-- START OF Material provided --
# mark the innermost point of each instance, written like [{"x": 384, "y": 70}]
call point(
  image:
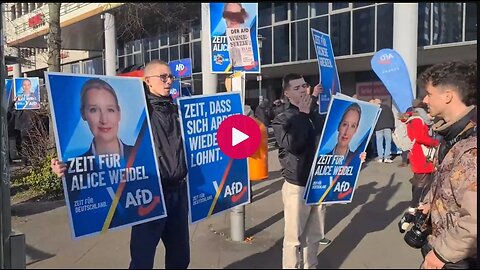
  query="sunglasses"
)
-- END OF Material provided --
Given exercise → Transcribe every line of the material above without any alteration, leaving out the pictures.

Output of the task →
# mark the innermost point of each instance, written like [{"x": 384, "y": 70}]
call point(
  image:
  query="sunglasses"
)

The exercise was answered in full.